Do this - Give back the full material, exactly as it reads.

══ Records for processing

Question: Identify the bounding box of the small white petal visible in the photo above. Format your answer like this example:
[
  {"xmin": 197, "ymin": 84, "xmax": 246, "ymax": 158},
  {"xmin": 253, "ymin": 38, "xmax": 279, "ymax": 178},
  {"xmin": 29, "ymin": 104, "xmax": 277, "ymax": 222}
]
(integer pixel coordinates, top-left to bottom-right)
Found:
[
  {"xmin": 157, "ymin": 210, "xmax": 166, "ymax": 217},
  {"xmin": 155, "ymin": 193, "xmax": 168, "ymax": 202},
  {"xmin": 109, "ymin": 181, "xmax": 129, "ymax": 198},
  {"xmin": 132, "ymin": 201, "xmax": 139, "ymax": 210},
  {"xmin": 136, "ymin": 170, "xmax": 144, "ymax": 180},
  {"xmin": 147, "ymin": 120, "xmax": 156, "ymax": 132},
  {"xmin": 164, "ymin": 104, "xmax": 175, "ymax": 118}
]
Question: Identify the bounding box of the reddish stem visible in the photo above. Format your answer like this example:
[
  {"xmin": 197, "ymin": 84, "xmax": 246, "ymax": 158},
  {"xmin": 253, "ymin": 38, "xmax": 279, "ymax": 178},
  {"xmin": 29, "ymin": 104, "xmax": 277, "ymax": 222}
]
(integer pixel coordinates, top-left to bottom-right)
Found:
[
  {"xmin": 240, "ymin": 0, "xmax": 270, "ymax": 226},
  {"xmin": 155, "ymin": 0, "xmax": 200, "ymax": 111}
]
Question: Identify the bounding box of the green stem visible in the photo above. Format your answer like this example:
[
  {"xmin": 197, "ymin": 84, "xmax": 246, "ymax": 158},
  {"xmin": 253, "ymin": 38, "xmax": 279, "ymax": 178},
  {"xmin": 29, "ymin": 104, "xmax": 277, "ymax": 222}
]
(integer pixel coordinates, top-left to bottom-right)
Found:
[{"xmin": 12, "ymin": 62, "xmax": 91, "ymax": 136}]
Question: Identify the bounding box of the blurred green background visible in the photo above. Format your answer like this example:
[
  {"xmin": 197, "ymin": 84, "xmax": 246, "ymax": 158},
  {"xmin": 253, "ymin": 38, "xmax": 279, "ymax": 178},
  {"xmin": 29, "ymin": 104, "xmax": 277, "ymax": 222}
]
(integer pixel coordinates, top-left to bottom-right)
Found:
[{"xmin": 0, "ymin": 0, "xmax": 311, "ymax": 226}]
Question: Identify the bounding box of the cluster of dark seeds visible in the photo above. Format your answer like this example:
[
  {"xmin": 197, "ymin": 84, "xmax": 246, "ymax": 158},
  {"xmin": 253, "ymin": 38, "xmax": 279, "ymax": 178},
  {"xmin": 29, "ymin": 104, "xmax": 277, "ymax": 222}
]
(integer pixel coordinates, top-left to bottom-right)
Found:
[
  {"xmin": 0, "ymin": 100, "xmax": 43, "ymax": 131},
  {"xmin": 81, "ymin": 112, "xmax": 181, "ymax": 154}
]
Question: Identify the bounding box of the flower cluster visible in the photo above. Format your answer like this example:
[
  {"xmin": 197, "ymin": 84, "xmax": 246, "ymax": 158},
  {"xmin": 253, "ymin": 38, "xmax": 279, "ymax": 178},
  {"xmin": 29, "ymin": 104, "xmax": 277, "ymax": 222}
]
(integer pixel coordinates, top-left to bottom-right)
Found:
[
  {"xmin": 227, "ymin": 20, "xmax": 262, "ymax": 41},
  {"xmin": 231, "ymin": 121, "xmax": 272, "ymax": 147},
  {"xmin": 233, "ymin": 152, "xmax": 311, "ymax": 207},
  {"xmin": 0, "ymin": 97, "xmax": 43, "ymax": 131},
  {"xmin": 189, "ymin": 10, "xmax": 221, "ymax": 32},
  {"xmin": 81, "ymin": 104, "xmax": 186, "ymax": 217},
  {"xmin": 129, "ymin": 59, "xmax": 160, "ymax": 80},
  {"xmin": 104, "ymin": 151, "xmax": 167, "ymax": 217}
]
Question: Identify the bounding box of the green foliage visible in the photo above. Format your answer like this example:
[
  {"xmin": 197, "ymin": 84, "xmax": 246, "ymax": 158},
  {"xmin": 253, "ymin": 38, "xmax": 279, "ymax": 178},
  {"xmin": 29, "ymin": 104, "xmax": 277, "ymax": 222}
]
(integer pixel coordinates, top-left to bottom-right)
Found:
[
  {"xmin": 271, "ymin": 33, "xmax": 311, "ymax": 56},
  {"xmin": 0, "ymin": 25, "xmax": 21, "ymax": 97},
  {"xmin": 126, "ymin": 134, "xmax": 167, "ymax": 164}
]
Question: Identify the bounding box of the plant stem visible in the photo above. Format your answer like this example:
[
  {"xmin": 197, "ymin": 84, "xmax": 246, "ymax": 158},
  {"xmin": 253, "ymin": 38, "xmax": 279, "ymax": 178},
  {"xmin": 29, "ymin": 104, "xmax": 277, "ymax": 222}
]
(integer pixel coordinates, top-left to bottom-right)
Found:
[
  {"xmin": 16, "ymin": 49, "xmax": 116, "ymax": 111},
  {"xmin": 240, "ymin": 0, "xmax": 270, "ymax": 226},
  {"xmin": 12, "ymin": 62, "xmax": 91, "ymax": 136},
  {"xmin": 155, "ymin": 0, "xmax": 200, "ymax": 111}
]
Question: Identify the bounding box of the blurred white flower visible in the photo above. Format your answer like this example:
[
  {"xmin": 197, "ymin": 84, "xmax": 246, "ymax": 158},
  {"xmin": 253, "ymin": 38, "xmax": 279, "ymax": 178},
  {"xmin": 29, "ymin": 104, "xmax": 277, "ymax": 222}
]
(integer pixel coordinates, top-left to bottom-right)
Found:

════

Correct answer -
Question: Identify the bounding box of the small white petal visible in the photo above. Format your answer like this example:
[
  {"xmin": 197, "ymin": 84, "xmax": 246, "ymax": 158},
  {"xmin": 253, "ymin": 38, "xmax": 279, "ymax": 178},
  {"xmin": 29, "ymin": 104, "xmax": 277, "ymax": 222}
]
(integer pixel coordinates, top-left to bottom-right)
Found:
[
  {"xmin": 157, "ymin": 210, "xmax": 166, "ymax": 217},
  {"xmin": 155, "ymin": 193, "xmax": 168, "ymax": 202},
  {"xmin": 109, "ymin": 181, "xmax": 129, "ymax": 198},
  {"xmin": 132, "ymin": 201, "xmax": 139, "ymax": 210},
  {"xmin": 136, "ymin": 170, "xmax": 144, "ymax": 180},
  {"xmin": 147, "ymin": 120, "xmax": 156, "ymax": 132},
  {"xmin": 164, "ymin": 104, "xmax": 175, "ymax": 118}
]
Question: Identify the bounding box of the reddish stem visible in the photo above. Format your answer like this example:
[
  {"xmin": 197, "ymin": 84, "xmax": 246, "ymax": 158},
  {"xmin": 253, "ymin": 38, "xmax": 279, "ymax": 178},
  {"xmin": 29, "ymin": 104, "xmax": 277, "ymax": 222}
]
(integer pixel coordinates, top-left to bottom-right)
Found:
[
  {"xmin": 240, "ymin": 0, "xmax": 270, "ymax": 226},
  {"xmin": 155, "ymin": 0, "xmax": 200, "ymax": 111}
]
Question: Identify the bounding box of the green stem visible in the photo above. Format your answer like this example:
[
  {"xmin": 197, "ymin": 84, "xmax": 246, "ymax": 158},
  {"xmin": 253, "ymin": 38, "xmax": 279, "ymax": 178},
  {"xmin": 29, "ymin": 104, "xmax": 277, "ymax": 222}
]
(integer pixel coordinates, top-left to bottom-right)
Found:
[{"xmin": 12, "ymin": 62, "xmax": 91, "ymax": 136}]
Question: Identify the bounding box of the blurred green background visible in the photo above. Format your answer like this example:
[
  {"xmin": 197, "ymin": 84, "xmax": 246, "ymax": 158},
  {"xmin": 253, "ymin": 38, "xmax": 279, "ymax": 178},
  {"xmin": 29, "ymin": 104, "xmax": 277, "ymax": 222}
]
(integer pixel coordinates, top-left to bottom-right)
Found:
[{"xmin": 0, "ymin": 0, "xmax": 311, "ymax": 226}]
Question: Identify the bounding box of the cluster of dark seeds visible in the photo above. Format your answer like this example:
[
  {"xmin": 197, "ymin": 84, "xmax": 246, "ymax": 158},
  {"xmin": 253, "ymin": 38, "xmax": 279, "ymax": 178},
  {"xmin": 29, "ymin": 104, "xmax": 277, "ymax": 222}
]
(integer pixel coordinates, top-left to bottom-right)
Found:
[
  {"xmin": 0, "ymin": 100, "xmax": 43, "ymax": 131},
  {"xmin": 81, "ymin": 112, "xmax": 181, "ymax": 154}
]
Question: Identify the bounding box of the flower cluster visible in the photo above. Format your answer like this example:
[
  {"xmin": 197, "ymin": 84, "xmax": 246, "ymax": 158},
  {"xmin": 253, "ymin": 38, "xmax": 279, "ymax": 178},
  {"xmin": 29, "ymin": 104, "xmax": 277, "ymax": 222}
]
(integer pixel coordinates, top-left to bottom-right)
Found:
[
  {"xmin": 227, "ymin": 20, "xmax": 262, "ymax": 41},
  {"xmin": 231, "ymin": 121, "xmax": 272, "ymax": 147},
  {"xmin": 233, "ymin": 152, "xmax": 311, "ymax": 207},
  {"xmin": 0, "ymin": 97, "xmax": 43, "ymax": 131},
  {"xmin": 189, "ymin": 10, "xmax": 221, "ymax": 32},
  {"xmin": 81, "ymin": 104, "xmax": 186, "ymax": 217},
  {"xmin": 129, "ymin": 59, "xmax": 160, "ymax": 80},
  {"xmin": 104, "ymin": 151, "xmax": 167, "ymax": 217}
]
Question: Identify the bounding box of the green foliage visible in the photo above. Format your answer like this example:
[
  {"xmin": 197, "ymin": 84, "xmax": 246, "ymax": 158},
  {"xmin": 253, "ymin": 38, "xmax": 279, "ymax": 178},
  {"xmin": 29, "ymin": 104, "xmax": 277, "ymax": 222}
]
(integer pixel coordinates, top-left to bottom-right)
Found:
[
  {"xmin": 271, "ymin": 33, "xmax": 311, "ymax": 56},
  {"xmin": 0, "ymin": 25, "xmax": 21, "ymax": 97},
  {"xmin": 126, "ymin": 134, "xmax": 167, "ymax": 164}
]
Question: Identify the bounding box of the plant stem visible in the photo above. Format your answer like this example:
[
  {"xmin": 197, "ymin": 84, "xmax": 246, "ymax": 158},
  {"xmin": 253, "ymin": 38, "xmax": 279, "ymax": 178},
  {"xmin": 29, "ymin": 104, "xmax": 277, "ymax": 222}
]
(integer pixel coordinates, top-left to bottom-right)
Found:
[
  {"xmin": 16, "ymin": 49, "xmax": 116, "ymax": 111},
  {"xmin": 240, "ymin": 0, "xmax": 270, "ymax": 226},
  {"xmin": 12, "ymin": 62, "xmax": 91, "ymax": 136},
  {"xmin": 155, "ymin": 0, "xmax": 200, "ymax": 111}
]
Question: Identify the bounding box of the blurred white flower visible in the photo above. Format your answer like this example:
[
  {"xmin": 197, "ymin": 84, "xmax": 246, "ymax": 158},
  {"xmin": 253, "ymin": 38, "xmax": 279, "ymax": 178},
  {"xmin": 29, "ymin": 104, "xmax": 277, "ymax": 222}
]
(integer pixel coordinates, top-left to bottom-right)
Found:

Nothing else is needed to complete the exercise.